> KUTIPAN YANG DIBERIKAN:

═══

Rio Helmi: Doktor Januraga, belakangan ini di medsos dan kalangan publik sudah marak berbagai teori tentang immunitas Bali terhadap covid-19, ada juga teori bahwa sebenarnya puncak pandemi di Bali sudah lewat, dan sebagainya. Sebagai orang yang terlatih dalam ilmu kesehatan masyarakat (public health), apakah ada bukti atau argumen bahwa hal seperti itu mungkin?
Dr Pande Januraga: Teori imunitas berasal dari konsep herd immunity yang dalam ilmu epidemiologi berarti kekebalan terhadap penyakit menular yang diperoleh masyarakat di tempat tertentu karena sebagian besar masyarakat telah kebal karena vaksinasi atau paparan infeksi sebelumnya, akibatnya masyarakat yang tidak kebal akan terlindungi. Untuk bisa melindungi masyarakat yang tidak kebal paling tidak 60% dari masyarakat harus kebal, bahkan mungkin perlu angka yang lebih tinggi jika penyakit menular disebabkan oleh kuman yang penularannya lebih mudah seperti SARS-CoV2 penyebab COVID-19 ini. Nah jelas vaksinasi belum pernah ada untuk COVID-19 kemudian jika sudah pernah terinfeksi apakah benar 60% orang Bali sudah pernah terinfeksi sebelumnya? Sangat sulit untuk yakin. Ada blog yang menulis bahwa pada awal Januari sampai Februari ada banyak hotel yang meliburkan karyawan karena mereka melaporkan sakit, wah dimana laporannya? Sakitnya apa? Apakah benar karena COVID? Berapa banyak karyawan hotel di Bali, apakah 60% dari penduduk Bali? Sulit diterima. Hal lain adalah jika benar telah cukup banyak orang Bali yang pernah menderita COVID-19 maka statistik dari tempat lain bisa digunakan untuk menghitung bahwa akan ada kurang lebih 10% yang sakit berat dan 5% perlu perawatan di ICU dan anggap saja paling sedikit 20% dari yang masuk ICU meninggal, coba hitung sendiri angkanya dari 60% penduduk Bali. Jika kita memiliki 4,5 juta jiwa maka, 2,7 juta terinfeksi, 270 ribu sakit bergejala berat, 135 ribu perlu ICU dan 20% dari 135 ribu ini meninggal maka ada minimal 27 ribu kematian, jumlah yang sulit dibayangkan kan? Silahkan diturunkan setengah persentase di atas, maka tetap saja belum pernah ada laporan bahwa ada kejadian kesakitan dan kematian masal di Januari dan Februari di Bali. Bagaimana jika memang orang Bali, sakitnya tidak berat…mungkin saja, tetapi ini tidak ada dasarnya, apakah ada pengaruh genetik? Belum ada jawabannya.

═══

> Item yang tersimpan dari sebuah koleksi:

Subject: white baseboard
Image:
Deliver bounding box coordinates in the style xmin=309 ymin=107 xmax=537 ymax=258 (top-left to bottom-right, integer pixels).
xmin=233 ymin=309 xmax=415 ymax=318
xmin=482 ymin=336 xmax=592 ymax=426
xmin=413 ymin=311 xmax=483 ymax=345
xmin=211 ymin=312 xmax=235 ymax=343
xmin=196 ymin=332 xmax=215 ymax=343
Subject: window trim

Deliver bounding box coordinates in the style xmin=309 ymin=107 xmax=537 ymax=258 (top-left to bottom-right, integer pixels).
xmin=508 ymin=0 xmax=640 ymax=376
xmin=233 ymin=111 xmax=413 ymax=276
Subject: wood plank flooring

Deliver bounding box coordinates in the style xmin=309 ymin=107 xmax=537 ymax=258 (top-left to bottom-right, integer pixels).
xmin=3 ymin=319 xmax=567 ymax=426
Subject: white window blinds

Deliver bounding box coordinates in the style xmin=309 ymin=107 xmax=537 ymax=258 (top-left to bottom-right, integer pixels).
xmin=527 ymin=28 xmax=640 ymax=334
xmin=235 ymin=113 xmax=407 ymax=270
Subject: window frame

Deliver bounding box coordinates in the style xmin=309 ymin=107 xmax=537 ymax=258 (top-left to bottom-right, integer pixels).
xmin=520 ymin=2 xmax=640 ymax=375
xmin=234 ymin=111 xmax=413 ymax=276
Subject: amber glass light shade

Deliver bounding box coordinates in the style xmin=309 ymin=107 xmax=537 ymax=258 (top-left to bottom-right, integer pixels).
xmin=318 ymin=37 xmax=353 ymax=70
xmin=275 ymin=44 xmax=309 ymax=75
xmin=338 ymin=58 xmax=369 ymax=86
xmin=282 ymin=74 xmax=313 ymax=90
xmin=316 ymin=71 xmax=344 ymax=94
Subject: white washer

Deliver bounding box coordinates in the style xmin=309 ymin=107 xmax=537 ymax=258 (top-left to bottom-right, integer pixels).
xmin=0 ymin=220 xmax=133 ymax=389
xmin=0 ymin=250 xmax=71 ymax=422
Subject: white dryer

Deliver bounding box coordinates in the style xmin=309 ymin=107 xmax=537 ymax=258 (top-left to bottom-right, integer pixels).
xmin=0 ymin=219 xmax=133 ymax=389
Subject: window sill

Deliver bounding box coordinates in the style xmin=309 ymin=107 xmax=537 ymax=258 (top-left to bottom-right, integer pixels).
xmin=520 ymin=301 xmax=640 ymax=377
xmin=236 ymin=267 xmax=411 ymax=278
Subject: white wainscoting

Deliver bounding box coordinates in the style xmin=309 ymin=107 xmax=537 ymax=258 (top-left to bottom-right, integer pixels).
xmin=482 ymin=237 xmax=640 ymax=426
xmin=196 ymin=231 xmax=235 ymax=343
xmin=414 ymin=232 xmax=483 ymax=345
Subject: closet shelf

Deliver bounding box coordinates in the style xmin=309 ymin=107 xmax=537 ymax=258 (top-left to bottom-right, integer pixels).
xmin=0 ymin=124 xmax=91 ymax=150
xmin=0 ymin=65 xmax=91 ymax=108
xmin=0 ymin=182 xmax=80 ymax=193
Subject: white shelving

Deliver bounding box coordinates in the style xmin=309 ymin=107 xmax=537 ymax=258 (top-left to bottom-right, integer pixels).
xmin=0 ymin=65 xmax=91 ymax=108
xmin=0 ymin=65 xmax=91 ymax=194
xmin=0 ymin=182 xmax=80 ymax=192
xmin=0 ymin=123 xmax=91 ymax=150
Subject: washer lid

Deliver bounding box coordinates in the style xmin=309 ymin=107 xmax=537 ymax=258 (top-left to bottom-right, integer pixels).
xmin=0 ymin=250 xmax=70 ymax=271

═══

> TINDAKAN YANG DIPERLUKAN 1:
Apakah pernyataan (a), (b), dan (c) di bawah ini sesuai dengan wawancara tentang imunitas Bali terhadap COVID-19? Jawab ya atau tidak untuk masing-masing, lalu kutip kata-kata teks yang menentukan jawaban itu.
(a) Untuk melindungi masyarakat yang tidak kebal, paling tidak 60% masyarakat harus sudah kebal.
(b) Vaksinasi untuk COVID-19 sudah tersedia.
(c) Sudah ada laporan kesakitan dan kematian massal di Bali pada bulan Januari dan Februari.
> TINDAKAN YANG DIPERLUKAN 2:
Lanjutkan wawancara tentang imunitas Bali terhadap COVID-19 mulai dari kalimat sesudah "Belum ada jawabannya."

> JAWABAN TUGAS 1:
(a) Ya: "Untuk bisa melindungi masyarakat yang tidak kebal paling tidak 60% dari masyarakat harus kebal"
(b) Tidak: "jelas vaksinasi belum pernah ada untuk COVID-19"
(c) Tidak: "belum pernah ada laporan bahwa ada kejadian kesakitan dan kematian masal di Januari dan Februari di Bali"

> JAWABAN TUGAS 2:
OK, mungkin akan ada yang membantah, tidak perlu sebanyak itu yang terinfeksi. Kalau begitu apa dasarnya? Pernah dengar polio, vaksinasi polio malah dikampanyekan 100% karena memang sulit mencapai herd immunity.
Hal lain adalah seberapa lama kekebalan pada COVID-19 bertahan? Ini penyakit baru, penelitian terkait belum banyak, tetapi coba pikirkan, sampai sekarang MERS dan SARS yang virusnya setipe yaitu Corona belum ditemukan vaksinnya, mengapa karena sulit menguji kekebalan spesifik untuk jenis virus ini. Itu sebabnya ada banyak informasi yang mengatakan perlu waktu untuk vaksin berhasil ditemukan. Plus, ingat saja influenza, jika anda pernah tinggal di negara 4 musim, maka wajib vaksin tiap tahun, yang artinya kekebalannya tidak bertahan lama, nah silahkan nilai sendiri bagaimana mungkin ada klaim bahwa anda akan kebal 30 tahun setelah sembuh dari COVID-19, butuh 30 tahun menunggu untuk klaim ini hehehe.
Untuk pertanyaan kedua, Bali sudah lewat puncak, sudahlah ini pernyataan tanpa basis data, lihat saja laporan Satgas Bali, apakah ada gambar grafik temuan kasus turun terus? Masih fluktuatif. Saya pribadi berharap ya, tapi itu lihat data-nya.